**Exercise brief**
Return, exactly, the line that contains "Question. For every instance of the round" together with all lines after it to the end of the entries, and no further lines.

**Entries supplied**
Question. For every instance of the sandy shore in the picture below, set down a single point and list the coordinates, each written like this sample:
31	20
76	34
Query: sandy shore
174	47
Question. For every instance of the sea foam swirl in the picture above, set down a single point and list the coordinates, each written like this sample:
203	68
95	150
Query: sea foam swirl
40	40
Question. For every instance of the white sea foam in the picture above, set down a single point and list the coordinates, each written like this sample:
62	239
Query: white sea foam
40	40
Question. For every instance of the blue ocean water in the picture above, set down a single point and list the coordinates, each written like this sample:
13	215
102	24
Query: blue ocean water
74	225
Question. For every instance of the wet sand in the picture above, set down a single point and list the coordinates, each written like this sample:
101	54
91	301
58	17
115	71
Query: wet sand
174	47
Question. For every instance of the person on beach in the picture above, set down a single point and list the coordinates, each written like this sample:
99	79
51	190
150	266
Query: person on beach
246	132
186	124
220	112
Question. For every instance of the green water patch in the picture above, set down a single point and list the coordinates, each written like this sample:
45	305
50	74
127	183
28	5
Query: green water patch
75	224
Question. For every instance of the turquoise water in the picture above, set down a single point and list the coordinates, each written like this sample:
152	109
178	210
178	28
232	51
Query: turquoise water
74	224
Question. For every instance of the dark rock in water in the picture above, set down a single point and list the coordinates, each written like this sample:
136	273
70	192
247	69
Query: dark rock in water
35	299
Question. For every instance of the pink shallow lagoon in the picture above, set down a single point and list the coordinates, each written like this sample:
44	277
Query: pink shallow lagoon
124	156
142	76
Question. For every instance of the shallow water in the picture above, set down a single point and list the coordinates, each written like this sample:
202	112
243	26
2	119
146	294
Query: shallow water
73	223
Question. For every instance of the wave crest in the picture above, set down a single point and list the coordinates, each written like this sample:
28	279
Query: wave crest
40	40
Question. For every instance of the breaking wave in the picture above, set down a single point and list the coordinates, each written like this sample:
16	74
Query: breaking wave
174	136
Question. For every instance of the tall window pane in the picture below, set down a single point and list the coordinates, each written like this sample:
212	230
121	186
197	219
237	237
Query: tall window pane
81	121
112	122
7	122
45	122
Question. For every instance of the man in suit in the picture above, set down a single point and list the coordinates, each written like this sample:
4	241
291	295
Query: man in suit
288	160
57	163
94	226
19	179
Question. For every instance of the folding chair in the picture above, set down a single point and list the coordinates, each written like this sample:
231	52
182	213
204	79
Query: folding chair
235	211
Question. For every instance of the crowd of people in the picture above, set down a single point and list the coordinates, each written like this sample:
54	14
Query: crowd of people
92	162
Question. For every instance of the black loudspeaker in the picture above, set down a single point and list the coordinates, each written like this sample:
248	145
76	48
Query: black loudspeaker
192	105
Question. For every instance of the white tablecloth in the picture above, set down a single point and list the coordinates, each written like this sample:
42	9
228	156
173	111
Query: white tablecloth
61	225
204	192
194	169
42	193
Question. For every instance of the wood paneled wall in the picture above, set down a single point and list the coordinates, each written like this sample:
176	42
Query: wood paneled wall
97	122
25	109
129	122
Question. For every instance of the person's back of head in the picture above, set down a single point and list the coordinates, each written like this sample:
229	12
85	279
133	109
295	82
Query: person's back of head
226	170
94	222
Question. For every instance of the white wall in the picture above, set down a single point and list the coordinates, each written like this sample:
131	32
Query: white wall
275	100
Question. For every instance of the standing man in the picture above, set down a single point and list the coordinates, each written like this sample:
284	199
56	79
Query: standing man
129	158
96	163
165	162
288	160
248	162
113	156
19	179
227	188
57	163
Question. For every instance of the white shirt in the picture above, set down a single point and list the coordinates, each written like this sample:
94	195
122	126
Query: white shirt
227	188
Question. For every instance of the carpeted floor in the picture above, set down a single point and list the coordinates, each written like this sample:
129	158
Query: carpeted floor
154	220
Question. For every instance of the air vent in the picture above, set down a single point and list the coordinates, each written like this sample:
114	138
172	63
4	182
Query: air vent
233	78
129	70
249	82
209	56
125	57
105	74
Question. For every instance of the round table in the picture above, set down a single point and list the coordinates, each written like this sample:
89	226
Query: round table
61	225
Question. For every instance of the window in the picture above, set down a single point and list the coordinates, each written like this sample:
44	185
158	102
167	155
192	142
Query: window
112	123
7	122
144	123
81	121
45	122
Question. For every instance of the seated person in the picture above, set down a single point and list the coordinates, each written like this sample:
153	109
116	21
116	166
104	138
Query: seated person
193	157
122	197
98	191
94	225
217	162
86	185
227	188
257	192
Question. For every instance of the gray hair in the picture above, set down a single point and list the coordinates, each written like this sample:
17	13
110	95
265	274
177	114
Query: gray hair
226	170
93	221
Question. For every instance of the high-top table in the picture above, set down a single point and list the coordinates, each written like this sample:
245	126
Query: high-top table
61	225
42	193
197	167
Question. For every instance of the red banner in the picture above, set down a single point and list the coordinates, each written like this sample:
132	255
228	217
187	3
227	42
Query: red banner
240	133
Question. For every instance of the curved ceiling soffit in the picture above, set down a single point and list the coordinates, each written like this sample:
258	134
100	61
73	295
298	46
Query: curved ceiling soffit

**Solution to the exercise**
Question. For every instance of the round table in the picture above, set down a single point and list the coordinates, each written like this sample:
89	226
Query: round table
61	225
Question. For every instance of the window in the picture above, set down a single point and list the coordinates, each written like this sample:
44	185
158	102
167	155
192	142
Query: window
112	123
7	122
144	123
81	121
45	122
Question. For every instance of the seated person in the picture above, set down a single point and list the coordinates, each written like this sample:
153	109
116	21
116	166
104	138
Query: seated person
193	157
122	197
98	191
94	225
217	162
86	185
227	188
257	192
Question. For every instance of the gray hair in the picture above, set down a single point and list the coordinates, each written like this sample:
17	13
110	95
265	274
177	114
Query: gray hair
226	170
93	221
Question. For every instance of the high-top table in the picture above, set down a single point and list the coordinates, each written like this sample:
245	126
Query: high-top table
61	225
42	193
197	167
Question. For every instance of the red banner in the picture above, set down a single point and list the coordinates, each written like this sample:
132	255
228	217
187	3
227	42
Query: red banner
240	133
Question. For every instance of the curved ceiling soffit in the picture above, set down a single point and list the coordinates, each written like this sample:
258	134
100	61
73	295
298	46
Query: curved ceiling soffit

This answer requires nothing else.